§ **Problem details**: What's required is a verbatim printout of all the data.
------
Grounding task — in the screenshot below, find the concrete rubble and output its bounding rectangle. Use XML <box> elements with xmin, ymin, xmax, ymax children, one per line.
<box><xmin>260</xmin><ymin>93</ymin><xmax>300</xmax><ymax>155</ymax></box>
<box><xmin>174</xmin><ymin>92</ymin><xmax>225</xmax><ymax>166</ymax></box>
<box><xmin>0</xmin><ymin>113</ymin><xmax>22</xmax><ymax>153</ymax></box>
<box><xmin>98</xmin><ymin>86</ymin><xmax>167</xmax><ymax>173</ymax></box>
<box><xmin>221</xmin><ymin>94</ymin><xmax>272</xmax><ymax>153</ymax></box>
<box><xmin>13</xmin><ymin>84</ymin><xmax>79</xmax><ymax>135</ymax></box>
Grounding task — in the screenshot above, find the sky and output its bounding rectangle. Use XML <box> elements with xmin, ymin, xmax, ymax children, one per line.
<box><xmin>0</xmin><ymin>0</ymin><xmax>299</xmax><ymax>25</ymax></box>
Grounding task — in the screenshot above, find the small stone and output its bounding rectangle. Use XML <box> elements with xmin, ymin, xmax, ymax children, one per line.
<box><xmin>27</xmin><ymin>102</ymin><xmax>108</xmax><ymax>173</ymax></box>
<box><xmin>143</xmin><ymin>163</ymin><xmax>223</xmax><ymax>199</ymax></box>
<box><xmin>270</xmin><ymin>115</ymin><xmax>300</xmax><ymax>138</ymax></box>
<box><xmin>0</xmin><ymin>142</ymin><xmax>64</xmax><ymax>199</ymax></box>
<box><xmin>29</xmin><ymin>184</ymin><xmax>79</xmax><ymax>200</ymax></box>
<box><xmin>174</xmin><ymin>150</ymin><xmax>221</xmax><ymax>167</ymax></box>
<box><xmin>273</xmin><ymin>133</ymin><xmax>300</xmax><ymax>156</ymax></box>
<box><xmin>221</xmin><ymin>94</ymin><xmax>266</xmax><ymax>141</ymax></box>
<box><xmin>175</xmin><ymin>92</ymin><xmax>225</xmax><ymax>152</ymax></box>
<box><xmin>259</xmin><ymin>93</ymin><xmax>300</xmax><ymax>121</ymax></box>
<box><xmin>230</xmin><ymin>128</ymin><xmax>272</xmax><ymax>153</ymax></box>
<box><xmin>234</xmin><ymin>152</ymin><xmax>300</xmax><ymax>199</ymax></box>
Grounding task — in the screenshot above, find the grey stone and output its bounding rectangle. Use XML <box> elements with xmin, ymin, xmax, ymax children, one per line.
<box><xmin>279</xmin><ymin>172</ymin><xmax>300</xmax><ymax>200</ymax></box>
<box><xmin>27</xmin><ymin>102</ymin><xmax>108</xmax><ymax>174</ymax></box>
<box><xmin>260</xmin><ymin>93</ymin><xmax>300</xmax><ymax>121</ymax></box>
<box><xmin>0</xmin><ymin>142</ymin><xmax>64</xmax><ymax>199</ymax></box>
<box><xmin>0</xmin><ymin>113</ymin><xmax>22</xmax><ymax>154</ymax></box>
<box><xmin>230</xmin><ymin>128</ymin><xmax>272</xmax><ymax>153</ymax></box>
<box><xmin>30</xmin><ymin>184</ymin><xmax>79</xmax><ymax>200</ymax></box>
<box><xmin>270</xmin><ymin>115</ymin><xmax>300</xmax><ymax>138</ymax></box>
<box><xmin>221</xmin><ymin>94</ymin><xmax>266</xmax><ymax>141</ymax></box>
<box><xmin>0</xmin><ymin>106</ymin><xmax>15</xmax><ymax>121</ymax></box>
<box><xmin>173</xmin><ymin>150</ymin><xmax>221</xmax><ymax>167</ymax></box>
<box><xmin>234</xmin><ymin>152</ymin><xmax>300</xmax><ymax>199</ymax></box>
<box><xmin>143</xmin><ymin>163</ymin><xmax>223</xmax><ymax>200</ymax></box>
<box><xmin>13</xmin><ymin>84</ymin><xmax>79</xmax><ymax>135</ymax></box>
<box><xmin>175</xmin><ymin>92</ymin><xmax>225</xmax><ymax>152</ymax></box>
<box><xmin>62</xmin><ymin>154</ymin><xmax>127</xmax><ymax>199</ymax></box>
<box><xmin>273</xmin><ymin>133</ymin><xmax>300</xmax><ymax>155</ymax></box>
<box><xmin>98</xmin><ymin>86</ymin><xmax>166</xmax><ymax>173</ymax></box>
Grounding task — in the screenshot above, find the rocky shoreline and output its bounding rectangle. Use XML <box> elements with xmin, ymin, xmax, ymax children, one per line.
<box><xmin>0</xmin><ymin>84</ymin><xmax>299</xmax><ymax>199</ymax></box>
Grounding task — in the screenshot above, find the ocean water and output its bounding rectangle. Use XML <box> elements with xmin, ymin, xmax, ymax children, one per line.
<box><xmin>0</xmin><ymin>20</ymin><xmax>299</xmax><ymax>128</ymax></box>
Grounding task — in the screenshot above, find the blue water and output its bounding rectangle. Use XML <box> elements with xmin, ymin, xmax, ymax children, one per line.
------
§ **Response**:
Grounding task — in the screenshot below, find the concrete rubble and output its bounding rectangle. Use XML <box> elements with xmin, ymin, xmax, ymax children, one per line.
<box><xmin>260</xmin><ymin>93</ymin><xmax>300</xmax><ymax>155</ymax></box>
<box><xmin>174</xmin><ymin>92</ymin><xmax>225</xmax><ymax>166</ymax></box>
<box><xmin>0</xmin><ymin>113</ymin><xmax>22</xmax><ymax>153</ymax></box>
<box><xmin>98</xmin><ymin>86</ymin><xmax>167</xmax><ymax>173</ymax></box>
<box><xmin>221</xmin><ymin>94</ymin><xmax>272</xmax><ymax>153</ymax></box>
<box><xmin>13</xmin><ymin>84</ymin><xmax>79</xmax><ymax>135</ymax></box>
Grounding task — in the screenshot above, find the sky and output its bounding rectangle. Use XML <box> elements with xmin, ymin, xmax, ymax children, one per line.
<box><xmin>0</xmin><ymin>0</ymin><xmax>299</xmax><ymax>25</ymax></box>
Grounding task — in the screenshot above, find the small stone and output its bounding rectangle. Use XML <box> elements with xmin, ymin, xmax, ymax children, one per line.
<box><xmin>27</xmin><ymin>102</ymin><xmax>108</xmax><ymax>173</ymax></box>
<box><xmin>143</xmin><ymin>163</ymin><xmax>223</xmax><ymax>199</ymax></box>
<box><xmin>270</xmin><ymin>115</ymin><xmax>300</xmax><ymax>138</ymax></box>
<box><xmin>0</xmin><ymin>142</ymin><xmax>64</xmax><ymax>199</ymax></box>
<box><xmin>29</xmin><ymin>184</ymin><xmax>79</xmax><ymax>200</ymax></box>
<box><xmin>174</xmin><ymin>150</ymin><xmax>221</xmax><ymax>167</ymax></box>
<box><xmin>273</xmin><ymin>133</ymin><xmax>300</xmax><ymax>156</ymax></box>
<box><xmin>221</xmin><ymin>94</ymin><xmax>266</xmax><ymax>141</ymax></box>
<box><xmin>175</xmin><ymin>92</ymin><xmax>225</xmax><ymax>152</ymax></box>
<box><xmin>259</xmin><ymin>93</ymin><xmax>300</xmax><ymax>121</ymax></box>
<box><xmin>230</xmin><ymin>128</ymin><xmax>272</xmax><ymax>153</ymax></box>
<box><xmin>234</xmin><ymin>152</ymin><xmax>300</xmax><ymax>199</ymax></box>
Grounding task — in the screenshot above, find the grey stone and output its bounding rectangle. Use XML <box> elements with xmin, ymin, xmax, ymax children, one per line.
<box><xmin>279</xmin><ymin>172</ymin><xmax>300</xmax><ymax>200</ymax></box>
<box><xmin>27</xmin><ymin>102</ymin><xmax>108</xmax><ymax>174</ymax></box>
<box><xmin>260</xmin><ymin>93</ymin><xmax>300</xmax><ymax>121</ymax></box>
<box><xmin>0</xmin><ymin>142</ymin><xmax>64</xmax><ymax>199</ymax></box>
<box><xmin>0</xmin><ymin>113</ymin><xmax>22</xmax><ymax>154</ymax></box>
<box><xmin>230</xmin><ymin>128</ymin><xmax>272</xmax><ymax>153</ymax></box>
<box><xmin>30</xmin><ymin>184</ymin><xmax>79</xmax><ymax>200</ymax></box>
<box><xmin>270</xmin><ymin>115</ymin><xmax>300</xmax><ymax>138</ymax></box>
<box><xmin>221</xmin><ymin>94</ymin><xmax>266</xmax><ymax>141</ymax></box>
<box><xmin>0</xmin><ymin>106</ymin><xmax>15</xmax><ymax>121</ymax></box>
<box><xmin>173</xmin><ymin>150</ymin><xmax>221</xmax><ymax>167</ymax></box>
<box><xmin>234</xmin><ymin>152</ymin><xmax>300</xmax><ymax>199</ymax></box>
<box><xmin>143</xmin><ymin>163</ymin><xmax>223</xmax><ymax>200</ymax></box>
<box><xmin>13</xmin><ymin>84</ymin><xmax>79</xmax><ymax>135</ymax></box>
<box><xmin>175</xmin><ymin>92</ymin><xmax>225</xmax><ymax>152</ymax></box>
<box><xmin>62</xmin><ymin>154</ymin><xmax>127</xmax><ymax>199</ymax></box>
<box><xmin>273</xmin><ymin>133</ymin><xmax>300</xmax><ymax>155</ymax></box>
<box><xmin>98</xmin><ymin>86</ymin><xmax>166</xmax><ymax>173</ymax></box>
Grounding task — in the screenshot above, find the rocky shoreline and output its bounding rectangle. Use XML <box> elements with xmin, ymin, xmax, ymax children, one per line.
<box><xmin>0</xmin><ymin>84</ymin><xmax>299</xmax><ymax>199</ymax></box>
Grounding task — in the screenshot above, find the ocean water and output its bounding rectangle. Use XML <box> elements with xmin, ymin, xmax, ymax children, one per line.
<box><xmin>0</xmin><ymin>20</ymin><xmax>299</xmax><ymax>128</ymax></box>
Grounding task — in the screenshot above, find the blue water and output its bounding rectangle. Use XML <box> elements with xmin, ymin, xmax, ymax children, one per line.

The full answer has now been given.